- DATA -
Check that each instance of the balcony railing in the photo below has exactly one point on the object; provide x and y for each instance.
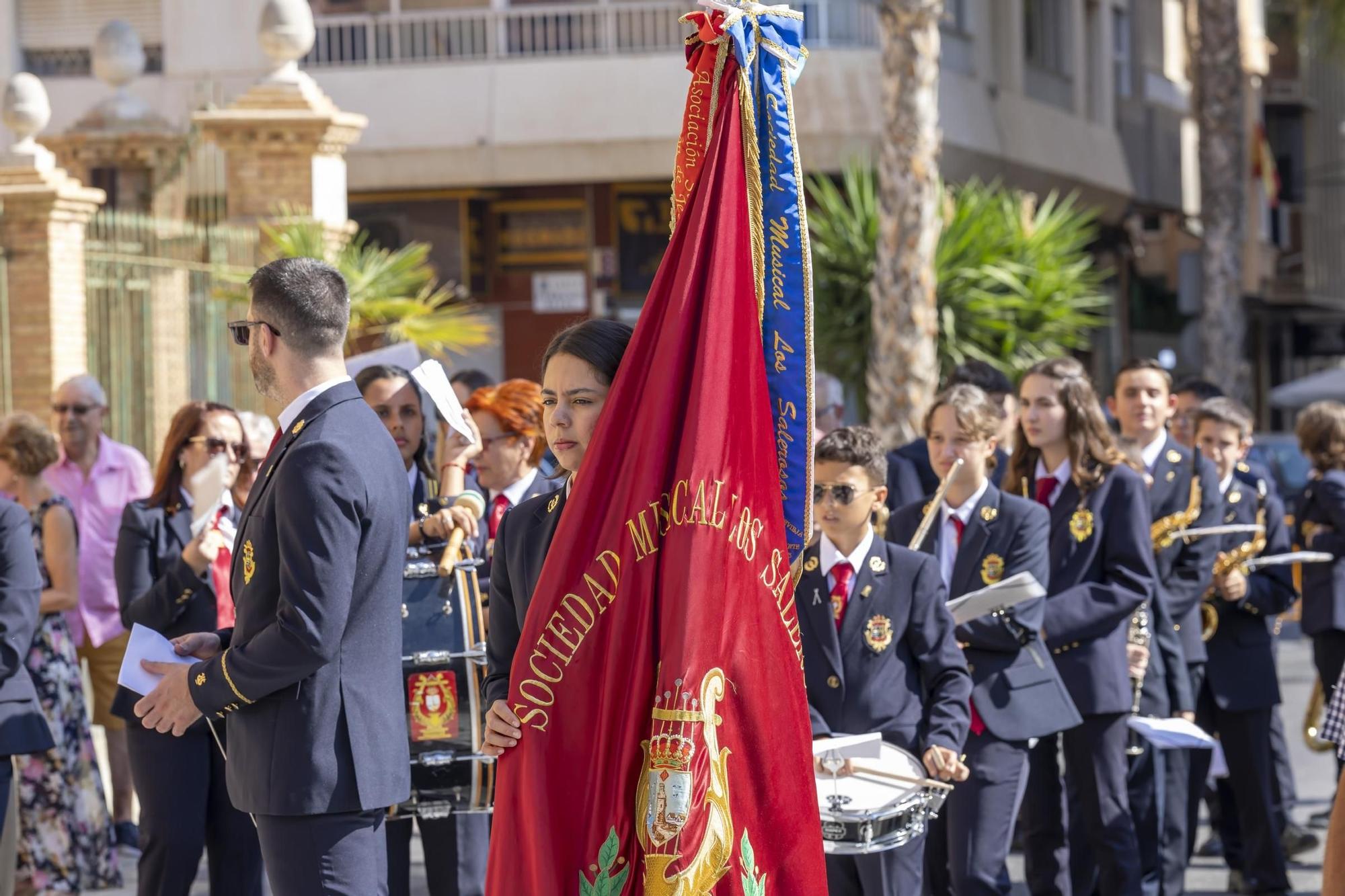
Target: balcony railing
(466, 36)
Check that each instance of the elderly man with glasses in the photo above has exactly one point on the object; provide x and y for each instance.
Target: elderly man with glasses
(100, 477)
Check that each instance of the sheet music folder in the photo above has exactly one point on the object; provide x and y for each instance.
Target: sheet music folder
(1000, 596)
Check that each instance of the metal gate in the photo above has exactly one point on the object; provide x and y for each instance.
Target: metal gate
(158, 299)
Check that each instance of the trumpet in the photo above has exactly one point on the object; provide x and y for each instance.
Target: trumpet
(1163, 530)
(933, 507)
(1233, 560)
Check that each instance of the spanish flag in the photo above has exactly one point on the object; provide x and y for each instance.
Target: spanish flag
(670, 751)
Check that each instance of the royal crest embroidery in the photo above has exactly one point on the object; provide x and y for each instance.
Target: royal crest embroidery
(685, 721)
(1081, 525)
(878, 634)
(992, 569)
(432, 705)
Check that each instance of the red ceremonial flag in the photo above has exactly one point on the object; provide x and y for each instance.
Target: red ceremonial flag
(658, 678)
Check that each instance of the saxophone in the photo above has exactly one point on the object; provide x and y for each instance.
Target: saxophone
(1163, 529)
(1230, 561)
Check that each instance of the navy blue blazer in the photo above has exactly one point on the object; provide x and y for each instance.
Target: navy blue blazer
(311, 678)
(1017, 689)
(24, 727)
(1324, 584)
(905, 677)
(903, 482)
(1242, 661)
(155, 585)
(1102, 568)
(918, 452)
(1186, 568)
(521, 544)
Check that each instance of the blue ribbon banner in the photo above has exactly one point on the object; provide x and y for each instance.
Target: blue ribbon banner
(769, 44)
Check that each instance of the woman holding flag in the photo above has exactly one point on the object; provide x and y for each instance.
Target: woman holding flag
(578, 370)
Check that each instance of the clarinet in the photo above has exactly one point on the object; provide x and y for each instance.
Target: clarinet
(1141, 635)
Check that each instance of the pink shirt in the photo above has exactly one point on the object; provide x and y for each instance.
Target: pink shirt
(119, 475)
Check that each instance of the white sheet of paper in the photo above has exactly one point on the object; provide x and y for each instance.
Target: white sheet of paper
(435, 382)
(1172, 733)
(1000, 596)
(851, 745)
(208, 491)
(146, 643)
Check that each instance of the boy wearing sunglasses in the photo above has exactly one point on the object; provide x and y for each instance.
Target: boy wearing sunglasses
(879, 646)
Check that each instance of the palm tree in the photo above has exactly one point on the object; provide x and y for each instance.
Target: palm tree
(395, 294)
(903, 362)
(1221, 114)
(1016, 280)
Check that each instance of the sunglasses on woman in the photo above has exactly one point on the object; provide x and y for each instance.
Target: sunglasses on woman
(841, 494)
(237, 450)
(241, 330)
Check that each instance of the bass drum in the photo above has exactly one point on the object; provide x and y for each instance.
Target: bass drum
(443, 665)
(884, 805)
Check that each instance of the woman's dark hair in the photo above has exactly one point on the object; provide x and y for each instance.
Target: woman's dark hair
(369, 376)
(599, 343)
(186, 424)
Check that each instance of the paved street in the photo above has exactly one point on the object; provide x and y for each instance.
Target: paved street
(1315, 776)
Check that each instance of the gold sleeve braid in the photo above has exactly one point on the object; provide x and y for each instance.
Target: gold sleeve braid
(224, 667)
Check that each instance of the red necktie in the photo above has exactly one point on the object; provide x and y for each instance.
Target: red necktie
(960, 526)
(220, 580)
(498, 509)
(841, 591)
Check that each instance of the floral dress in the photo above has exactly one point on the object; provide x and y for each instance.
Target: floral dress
(65, 831)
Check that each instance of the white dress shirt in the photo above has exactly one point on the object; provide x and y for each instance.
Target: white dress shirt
(1062, 475)
(949, 534)
(291, 413)
(829, 556)
(1153, 450)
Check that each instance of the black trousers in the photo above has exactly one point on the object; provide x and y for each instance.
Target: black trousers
(1247, 819)
(966, 846)
(455, 854)
(336, 854)
(185, 810)
(1096, 775)
(892, 873)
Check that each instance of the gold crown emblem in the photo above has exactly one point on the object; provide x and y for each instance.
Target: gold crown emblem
(672, 752)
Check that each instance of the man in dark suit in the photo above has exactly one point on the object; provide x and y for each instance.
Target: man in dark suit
(880, 651)
(24, 728)
(310, 677)
(997, 386)
(1241, 685)
(1144, 405)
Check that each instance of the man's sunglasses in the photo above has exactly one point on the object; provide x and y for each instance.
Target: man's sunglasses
(237, 450)
(243, 330)
(840, 494)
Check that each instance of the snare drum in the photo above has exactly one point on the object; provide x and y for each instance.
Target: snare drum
(445, 662)
(872, 813)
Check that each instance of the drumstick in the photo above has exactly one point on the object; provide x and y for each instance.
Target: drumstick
(926, 782)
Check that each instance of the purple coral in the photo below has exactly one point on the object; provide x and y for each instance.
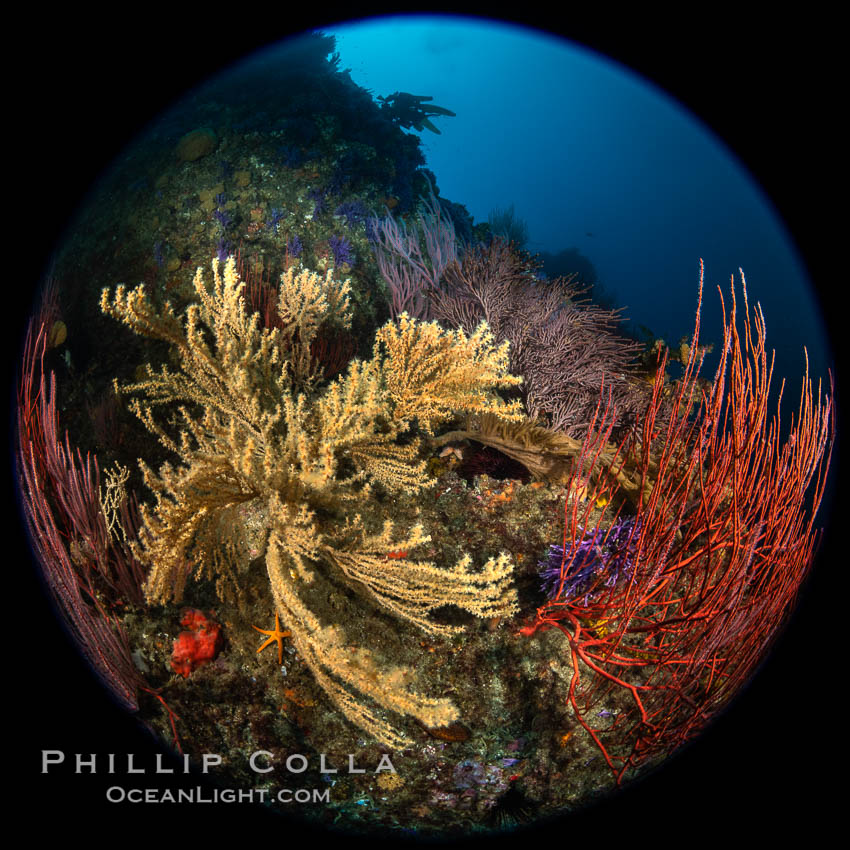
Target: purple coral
(341, 250)
(602, 556)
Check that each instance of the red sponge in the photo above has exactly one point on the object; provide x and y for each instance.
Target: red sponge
(195, 647)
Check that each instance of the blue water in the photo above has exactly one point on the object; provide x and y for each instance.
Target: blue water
(596, 158)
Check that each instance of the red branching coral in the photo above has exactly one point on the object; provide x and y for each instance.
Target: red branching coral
(727, 536)
(196, 646)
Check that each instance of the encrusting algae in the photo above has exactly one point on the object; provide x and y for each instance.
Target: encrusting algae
(260, 430)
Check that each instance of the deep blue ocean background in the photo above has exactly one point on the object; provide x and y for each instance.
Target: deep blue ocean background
(84, 86)
(596, 159)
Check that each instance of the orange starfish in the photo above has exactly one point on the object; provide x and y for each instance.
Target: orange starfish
(276, 635)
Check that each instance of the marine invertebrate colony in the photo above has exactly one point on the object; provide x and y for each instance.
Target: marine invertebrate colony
(257, 429)
(722, 539)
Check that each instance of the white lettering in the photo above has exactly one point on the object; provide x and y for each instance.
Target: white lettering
(209, 760)
(291, 759)
(51, 757)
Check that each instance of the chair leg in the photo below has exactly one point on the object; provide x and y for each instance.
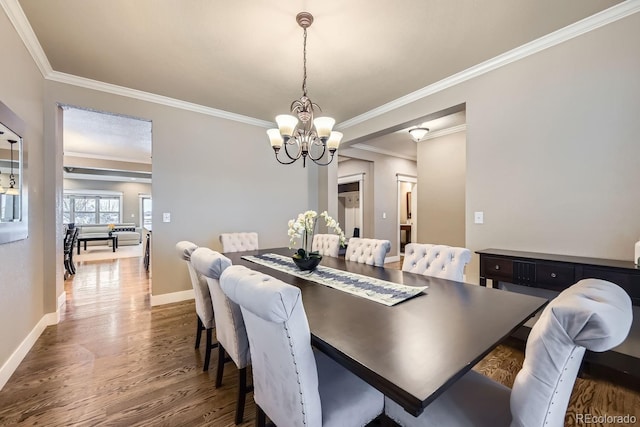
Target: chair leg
(242, 394)
(207, 353)
(220, 370)
(199, 331)
(261, 418)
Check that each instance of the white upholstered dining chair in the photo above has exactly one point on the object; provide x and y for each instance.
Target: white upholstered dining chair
(230, 330)
(294, 385)
(239, 242)
(367, 251)
(592, 314)
(445, 262)
(204, 307)
(326, 244)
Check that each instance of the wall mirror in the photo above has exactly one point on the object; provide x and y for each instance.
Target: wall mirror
(13, 195)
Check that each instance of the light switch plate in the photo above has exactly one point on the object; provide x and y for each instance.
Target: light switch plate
(478, 217)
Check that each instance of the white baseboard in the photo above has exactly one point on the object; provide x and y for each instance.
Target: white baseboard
(18, 355)
(395, 258)
(172, 297)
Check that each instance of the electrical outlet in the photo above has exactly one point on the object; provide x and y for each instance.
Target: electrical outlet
(478, 217)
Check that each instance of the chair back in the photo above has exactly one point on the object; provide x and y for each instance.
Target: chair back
(592, 314)
(230, 330)
(446, 262)
(326, 244)
(204, 306)
(285, 376)
(367, 251)
(239, 242)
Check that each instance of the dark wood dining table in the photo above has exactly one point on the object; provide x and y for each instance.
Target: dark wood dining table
(413, 351)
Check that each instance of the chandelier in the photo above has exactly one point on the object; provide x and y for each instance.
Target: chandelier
(301, 134)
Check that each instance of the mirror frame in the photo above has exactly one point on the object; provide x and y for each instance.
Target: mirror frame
(18, 230)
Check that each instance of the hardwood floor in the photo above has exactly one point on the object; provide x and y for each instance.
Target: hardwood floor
(114, 360)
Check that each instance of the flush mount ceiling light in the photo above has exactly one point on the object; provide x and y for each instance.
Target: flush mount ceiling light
(418, 133)
(303, 136)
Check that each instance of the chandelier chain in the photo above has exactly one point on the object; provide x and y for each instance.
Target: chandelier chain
(304, 63)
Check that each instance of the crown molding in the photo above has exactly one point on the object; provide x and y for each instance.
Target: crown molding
(365, 147)
(614, 13)
(23, 28)
(443, 132)
(152, 97)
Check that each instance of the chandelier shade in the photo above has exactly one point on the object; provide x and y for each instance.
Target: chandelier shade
(302, 135)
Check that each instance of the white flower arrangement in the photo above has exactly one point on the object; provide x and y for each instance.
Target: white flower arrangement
(304, 228)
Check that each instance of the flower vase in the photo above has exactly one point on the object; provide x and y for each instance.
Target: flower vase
(307, 264)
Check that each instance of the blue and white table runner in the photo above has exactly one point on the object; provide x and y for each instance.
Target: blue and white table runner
(380, 291)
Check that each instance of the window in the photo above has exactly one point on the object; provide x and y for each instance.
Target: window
(92, 208)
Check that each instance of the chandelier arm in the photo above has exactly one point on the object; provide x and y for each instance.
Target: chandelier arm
(317, 162)
(284, 163)
(286, 149)
(324, 150)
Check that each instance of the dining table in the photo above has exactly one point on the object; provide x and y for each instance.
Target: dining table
(411, 351)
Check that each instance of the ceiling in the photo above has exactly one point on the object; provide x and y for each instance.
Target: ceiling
(245, 57)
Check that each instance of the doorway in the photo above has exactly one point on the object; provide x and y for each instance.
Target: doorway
(407, 211)
(350, 205)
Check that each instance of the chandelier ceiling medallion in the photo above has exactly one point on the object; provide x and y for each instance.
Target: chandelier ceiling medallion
(301, 134)
(418, 133)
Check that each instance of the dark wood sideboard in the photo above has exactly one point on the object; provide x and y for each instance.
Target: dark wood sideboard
(557, 272)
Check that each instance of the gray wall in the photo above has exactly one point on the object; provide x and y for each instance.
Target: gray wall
(552, 143)
(441, 190)
(130, 192)
(224, 181)
(21, 263)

- WHAT THE EXERCISE ASKS -
Starting at the line that contains "Check that each instance of the blue and", copy each line exactly through the end of the listing above. Include that first line and the last one, and add nothing.

- EXERCISE ANSWER -
Check that each instance of the blue and white table runner in the photo above has exactly one point on the object; provide x and y for each instance.
Target: blue and white table runner
(380, 291)
Check that each instance of the window in the photo above has exactly one point on the object; provide x and y for each instance.
Target: window
(92, 208)
Check that each instance of the chandelier arm in the photo above has exactly one point on the object; provide x and y for each instance.
Target: chandelier arm
(317, 162)
(284, 163)
(286, 149)
(324, 150)
Check that each instance of the dining table in the photo above has exactly one point on the object; provide x and y for each instance.
Target: dining table
(411, 351)
Check that each instance of the ceiling in the photo above has exactly one point on the object; provide x and y for each instance.
Target: ceiling
(245, 57)
Check that each instance of the doorway in the photo above has exactly one point on the object; provide x and y for each instance.
Target: doorway
(407, 211)
(350, 205)
Check that each instance of the chandelier ceiling medallion in the photo above has exactly one point on the object; provide x and y for each instance.
Target: chandelier ceiling medallion
(301, 134)
(418, 133)
Check that each instance of the dark wood sideboard in the photo above has exactly one point on the object; provide x and y for each instance.
Target: dark wood sideboard
(557, 272)
Check that each instance of the gray wall in the photo above has exactly one point on the object; provide x and y for each instance.
Target: gray wall
(552, 143)
(441, 190)
(130, 192)
(224, 181)
(21, 263)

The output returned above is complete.